Rows from a dataset:

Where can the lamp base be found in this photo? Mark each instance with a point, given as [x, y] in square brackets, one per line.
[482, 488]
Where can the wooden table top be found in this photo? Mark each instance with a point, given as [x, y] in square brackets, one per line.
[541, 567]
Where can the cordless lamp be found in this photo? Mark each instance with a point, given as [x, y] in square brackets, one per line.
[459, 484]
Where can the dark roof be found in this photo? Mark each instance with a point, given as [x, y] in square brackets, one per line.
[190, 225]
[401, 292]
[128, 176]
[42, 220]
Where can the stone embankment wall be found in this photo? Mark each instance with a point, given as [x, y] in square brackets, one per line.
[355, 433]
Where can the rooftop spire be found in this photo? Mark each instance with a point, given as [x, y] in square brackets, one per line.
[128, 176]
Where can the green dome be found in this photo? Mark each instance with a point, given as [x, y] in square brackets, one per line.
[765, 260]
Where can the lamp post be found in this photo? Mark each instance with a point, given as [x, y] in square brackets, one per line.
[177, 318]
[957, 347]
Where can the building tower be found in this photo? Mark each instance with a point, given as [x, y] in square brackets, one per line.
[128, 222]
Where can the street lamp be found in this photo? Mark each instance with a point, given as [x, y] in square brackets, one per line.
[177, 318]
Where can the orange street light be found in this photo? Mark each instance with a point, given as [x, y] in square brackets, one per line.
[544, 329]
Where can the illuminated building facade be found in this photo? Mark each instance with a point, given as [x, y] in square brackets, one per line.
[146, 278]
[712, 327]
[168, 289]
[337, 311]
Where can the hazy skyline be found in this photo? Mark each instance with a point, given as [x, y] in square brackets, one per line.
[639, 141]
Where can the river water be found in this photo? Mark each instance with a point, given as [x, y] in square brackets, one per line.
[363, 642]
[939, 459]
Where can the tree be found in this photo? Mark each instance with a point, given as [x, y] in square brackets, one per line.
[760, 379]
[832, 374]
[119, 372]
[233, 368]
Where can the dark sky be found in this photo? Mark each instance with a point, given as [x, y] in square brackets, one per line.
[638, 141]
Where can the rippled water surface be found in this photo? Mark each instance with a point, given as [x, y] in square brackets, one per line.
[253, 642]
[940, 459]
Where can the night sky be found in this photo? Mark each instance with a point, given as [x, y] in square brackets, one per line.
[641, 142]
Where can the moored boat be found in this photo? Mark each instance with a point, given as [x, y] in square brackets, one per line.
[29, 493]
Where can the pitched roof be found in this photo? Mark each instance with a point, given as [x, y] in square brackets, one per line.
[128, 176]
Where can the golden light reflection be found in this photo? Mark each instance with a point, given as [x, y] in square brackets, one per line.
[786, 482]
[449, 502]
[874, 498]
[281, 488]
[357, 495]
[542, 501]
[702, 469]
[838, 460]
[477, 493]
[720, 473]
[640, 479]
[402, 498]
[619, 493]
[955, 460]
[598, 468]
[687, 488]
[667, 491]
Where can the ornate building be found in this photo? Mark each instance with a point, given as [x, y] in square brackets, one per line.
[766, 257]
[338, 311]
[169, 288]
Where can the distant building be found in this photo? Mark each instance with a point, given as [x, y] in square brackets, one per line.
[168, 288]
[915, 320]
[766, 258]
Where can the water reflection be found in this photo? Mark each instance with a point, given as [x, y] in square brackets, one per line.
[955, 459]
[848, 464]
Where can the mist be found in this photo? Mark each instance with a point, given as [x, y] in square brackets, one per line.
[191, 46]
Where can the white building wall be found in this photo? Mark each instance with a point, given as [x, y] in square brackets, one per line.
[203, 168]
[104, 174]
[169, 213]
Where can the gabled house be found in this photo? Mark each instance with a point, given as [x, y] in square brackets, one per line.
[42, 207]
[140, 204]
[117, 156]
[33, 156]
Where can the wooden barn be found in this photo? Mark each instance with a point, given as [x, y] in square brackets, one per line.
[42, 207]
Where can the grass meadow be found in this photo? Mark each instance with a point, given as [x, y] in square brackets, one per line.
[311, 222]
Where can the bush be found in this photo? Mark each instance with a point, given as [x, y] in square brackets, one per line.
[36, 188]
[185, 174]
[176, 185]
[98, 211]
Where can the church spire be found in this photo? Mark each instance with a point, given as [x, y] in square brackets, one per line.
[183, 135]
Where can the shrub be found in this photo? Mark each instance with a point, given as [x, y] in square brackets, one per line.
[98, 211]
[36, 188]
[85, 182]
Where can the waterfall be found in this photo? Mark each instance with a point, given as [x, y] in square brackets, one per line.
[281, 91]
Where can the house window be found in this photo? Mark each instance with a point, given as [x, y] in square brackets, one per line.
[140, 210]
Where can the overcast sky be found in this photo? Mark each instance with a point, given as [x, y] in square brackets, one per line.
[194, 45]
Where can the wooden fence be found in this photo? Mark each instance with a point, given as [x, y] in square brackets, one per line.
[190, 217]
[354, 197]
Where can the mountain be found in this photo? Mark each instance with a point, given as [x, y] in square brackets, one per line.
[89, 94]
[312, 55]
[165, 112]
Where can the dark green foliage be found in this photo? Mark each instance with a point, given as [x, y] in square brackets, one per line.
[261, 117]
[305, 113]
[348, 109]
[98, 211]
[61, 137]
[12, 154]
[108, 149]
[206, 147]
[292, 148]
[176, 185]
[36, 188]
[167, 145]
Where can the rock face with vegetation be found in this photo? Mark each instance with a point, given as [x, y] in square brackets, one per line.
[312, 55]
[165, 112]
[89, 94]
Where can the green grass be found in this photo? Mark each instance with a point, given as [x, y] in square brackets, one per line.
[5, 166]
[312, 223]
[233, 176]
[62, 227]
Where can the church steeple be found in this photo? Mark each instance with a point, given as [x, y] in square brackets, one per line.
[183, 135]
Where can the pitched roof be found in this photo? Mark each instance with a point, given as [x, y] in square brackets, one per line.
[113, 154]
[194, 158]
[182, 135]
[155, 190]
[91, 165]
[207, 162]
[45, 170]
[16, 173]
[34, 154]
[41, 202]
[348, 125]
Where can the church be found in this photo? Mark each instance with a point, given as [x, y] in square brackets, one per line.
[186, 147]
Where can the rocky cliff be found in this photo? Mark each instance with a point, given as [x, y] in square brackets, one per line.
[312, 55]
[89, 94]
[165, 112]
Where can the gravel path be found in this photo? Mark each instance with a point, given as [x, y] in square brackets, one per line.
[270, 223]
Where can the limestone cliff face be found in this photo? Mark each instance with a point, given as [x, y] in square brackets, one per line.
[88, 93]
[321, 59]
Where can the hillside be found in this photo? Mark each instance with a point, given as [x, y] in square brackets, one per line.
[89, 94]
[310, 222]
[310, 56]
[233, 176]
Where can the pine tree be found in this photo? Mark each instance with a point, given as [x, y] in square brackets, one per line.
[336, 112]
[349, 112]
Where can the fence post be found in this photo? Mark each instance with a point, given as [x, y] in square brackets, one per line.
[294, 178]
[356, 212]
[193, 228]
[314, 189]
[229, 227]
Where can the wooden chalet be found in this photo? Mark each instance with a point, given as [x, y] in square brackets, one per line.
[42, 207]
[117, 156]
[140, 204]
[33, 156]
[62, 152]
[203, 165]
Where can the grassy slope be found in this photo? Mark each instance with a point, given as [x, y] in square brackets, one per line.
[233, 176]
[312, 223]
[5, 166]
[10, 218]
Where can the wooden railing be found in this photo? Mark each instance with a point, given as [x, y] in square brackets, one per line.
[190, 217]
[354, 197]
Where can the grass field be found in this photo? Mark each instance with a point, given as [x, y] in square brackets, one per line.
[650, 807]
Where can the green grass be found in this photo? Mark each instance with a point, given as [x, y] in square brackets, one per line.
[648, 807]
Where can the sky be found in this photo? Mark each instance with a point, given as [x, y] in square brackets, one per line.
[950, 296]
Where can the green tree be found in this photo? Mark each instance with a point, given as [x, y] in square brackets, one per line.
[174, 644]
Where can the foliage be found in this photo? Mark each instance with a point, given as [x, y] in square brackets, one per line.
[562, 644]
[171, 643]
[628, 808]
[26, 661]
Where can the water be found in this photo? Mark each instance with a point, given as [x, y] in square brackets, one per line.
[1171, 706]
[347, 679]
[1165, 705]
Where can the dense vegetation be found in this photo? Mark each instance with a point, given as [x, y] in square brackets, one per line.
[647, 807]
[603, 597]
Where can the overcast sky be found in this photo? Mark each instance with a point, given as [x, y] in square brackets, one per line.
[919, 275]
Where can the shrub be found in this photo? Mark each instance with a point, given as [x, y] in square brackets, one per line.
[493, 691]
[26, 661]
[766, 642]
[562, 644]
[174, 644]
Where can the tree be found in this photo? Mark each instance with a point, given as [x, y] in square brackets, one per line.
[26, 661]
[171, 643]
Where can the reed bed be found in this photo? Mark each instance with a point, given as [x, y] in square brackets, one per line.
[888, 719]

Work instructions:
Give back the lines above exactly, from the one with "Where can the grassy" through the last line.

Complete output:
Where can the grassy slope be found in this photo? Mark each instance with a point, given as [x, y] in square brackets, one per line.
[233, 176]
[312, 223]
[5, 166]
[10, 218]
Where can the wooden railing be found in this photo? Mark each instance with a point, given as [x, y] in square brackets, one per line.
[190, 217]
[354, 197]
Where can the grass field be found in this photo? Mark each instance with a point, given as [x, y] in square brackets, one per line.
[650, 807]
Where can the green grass be found in this photo? Mark each instance with a point, given as [x, y] in square brackets, one per line.
[648, 807]
Where can the sky be found in this photo? Mark each instance with a point, given as [x, y] in square brackets, one per line.
[950, 296]
Where can the green tree be found in this photo? Mark each instance with a point, given as [x, y] in square brackets, one per line.
[174, 644]
Where can the foliage be found in this photo? Mark each instance with a point, given as [x, y] in square brackets, one per line.
[562, 644]
[171, 643]
[628, 808]
[26, 661]
Where can the water be found in this photo? Mark each instance with a point, given as [x, y] in square brackets, one per line.
[1171, 706]
[347, 679]
[1165, 705]
Where can the dense vegetation be found in this photo? Mark each instance with a point, given as [x, y] in square brackets, one per line.
[647, 807]
[603, 597]
Where can the overcast sky be found in this photo? Mark each instance with a point, given as [x, y] in square brackets, one per line.
[919, 275]
Where can the shrub be found in this photo? Mark each instance with a point, given as [x, y] in square brackets, one per line.
[493, 691]
[26, 661]
[766, 642]
[562, 644]
[174, 644]
Where can the tree be found in this photo? Mark each instance with a point, given as [x, y] in square brackets, one per line.
[26, 661]
[171, 643]
Where can the reed bed be found in this photo? Mark each instance with a point, given as [x, y] in square brackets, one per line.
[888, 719]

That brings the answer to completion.